Zawieszenie oddziału pediatrycznego w Zamościu wywołuje wiele emocje. Podczas sesji Rady Miejskiej podjęto wątek tej sprawy. Na spotkaniu pojawili się także rodzice chorych dzieci.
Brak pediatrów do pracy w Zamościu
Odział pediatryczny został zawieszony w ubiegłym roku, ponieważ zabrakło lekarzy, którzy chcieliby tam pracować. Po odejściu na emeryturę ordynatora oraz jednej z lekarek nikt nowy nie chciał podjąć się zatrudnienia w tym miejscu. Oferowano nawet 110 tysięcy złotych pensji miesięcznie, jednak i tak nie znalazł się nikt chętny. Problemem nie jest brak ludzi do pracy, ale niewystarczająca baza diagnostyczna. Po konsultacjach w Samodzielnym Publicznym Szpitalu Wojewódzkim im. Jana Pawła II w Zamościu planowano zatrudnić pięciu-sześciu pediatrów, którzy stanowiliby kadrę nowego oddziału. Mimo tego lekarzy nadal nie udało się znaleźć, choć trwają ich poszukiwania. Pediatrzy oczekują zbyt wielkich wynagrodzeń. W przypadku znalezienia się chętnych do pracy oddział od razu zostanie uruchomiony. Dopóki to nie nastąpi oddział w starym szpitalu będzie zawieszony, pozwolenie uzyskano do końca czerwca tego roku. Prezydent Zamościa zaoferował nawet oddanie swojej pensji lekarzowi pediatry, jednak nadal nie było chętnych. Na zostanie pediatrą należy spędzić w tym zawodzie 13 lat. Na szybkie rezultaty nawet w przypadku ufundowania stypendium nie ma co liczyć.

=== Zadanie do wykonania ===
Zamień akapit fragmentu tekstu o oddziale pediatrycznym w Zamościu, który zaczyna się od słów „Odział pediatryczny został zawieszony”, na listę zawierającą jego najważniejsze fakty. Zestawienie zamieszczone niżej pochodzi z innego źródła niż fragment tekstu.

=== Wyodrębnione informacje ===
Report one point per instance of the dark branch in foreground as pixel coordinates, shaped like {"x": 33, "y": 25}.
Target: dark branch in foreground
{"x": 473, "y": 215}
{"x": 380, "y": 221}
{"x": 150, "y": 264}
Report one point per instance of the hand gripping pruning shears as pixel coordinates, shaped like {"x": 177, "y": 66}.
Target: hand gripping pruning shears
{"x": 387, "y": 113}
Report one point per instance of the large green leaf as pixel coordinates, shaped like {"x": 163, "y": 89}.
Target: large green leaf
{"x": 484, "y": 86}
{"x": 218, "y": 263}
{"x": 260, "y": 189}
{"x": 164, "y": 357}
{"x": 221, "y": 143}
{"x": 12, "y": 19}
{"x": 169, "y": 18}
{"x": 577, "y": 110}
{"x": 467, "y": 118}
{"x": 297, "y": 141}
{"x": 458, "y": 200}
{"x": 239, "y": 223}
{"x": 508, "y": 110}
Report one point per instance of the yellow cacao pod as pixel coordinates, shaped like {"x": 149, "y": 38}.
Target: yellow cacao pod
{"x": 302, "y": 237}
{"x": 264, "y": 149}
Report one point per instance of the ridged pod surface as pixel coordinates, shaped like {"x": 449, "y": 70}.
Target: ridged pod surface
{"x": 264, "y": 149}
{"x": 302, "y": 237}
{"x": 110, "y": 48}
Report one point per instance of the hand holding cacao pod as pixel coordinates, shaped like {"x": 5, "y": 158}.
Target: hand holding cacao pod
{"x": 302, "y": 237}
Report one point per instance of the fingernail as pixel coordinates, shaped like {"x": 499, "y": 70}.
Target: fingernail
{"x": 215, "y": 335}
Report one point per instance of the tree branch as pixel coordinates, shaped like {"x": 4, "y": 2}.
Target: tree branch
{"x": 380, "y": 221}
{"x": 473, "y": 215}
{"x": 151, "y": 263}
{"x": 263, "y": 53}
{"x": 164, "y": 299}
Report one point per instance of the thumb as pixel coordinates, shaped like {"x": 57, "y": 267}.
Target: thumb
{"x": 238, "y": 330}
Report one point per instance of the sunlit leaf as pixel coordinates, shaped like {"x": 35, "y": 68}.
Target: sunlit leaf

=== Wynik zadania ===
- Oddział pediatryczny zawieszono w ubiegłym roku z powodu braku lekarzy chętnych do pracy.
- Po przejściu na emeryturę ordynatora i jednej z lekarek nikt nowy nie chciał się tam zatrudnić.
- Nie znalazł się chętny nawet przy ofercie 110 tysięcy złotych miesięcznej pensji.
- Według tekstu problemem nie jest brak ludzi do pracy, lecz niewystarczająca baza diagnostyczna.
- Po konsultacjach w Samodzielnym Publicznym Szpitalu Wojewódzkim im. Jana Pawła II w Zamościu planowano zatrudnić pięciu lub sześciu pediatrów do nowego oddziału.
- Lekarzy nadal nie znaleziono, a poszukiwania trwają; pediatrzy oczekują zbyt wysokich wynagrodzeń.
- Oddział zostanie uruchomiony od razu, gdy znajdą się chętni. Do tego czasu oddział w starym szpitalu pozostaje zawieszony na podstawie pozwolenia ważnego do końca czerwca tego roku.
- Prezydent Zamościa zaoferował oddanie swojej pensji lekarzowi pediatrze, ale chętnych wciąż nie było.
- Zostanie pediatrą wymaga 13 lat, więc nawet ufundowanie stypendium nie da szybkich rezultatów.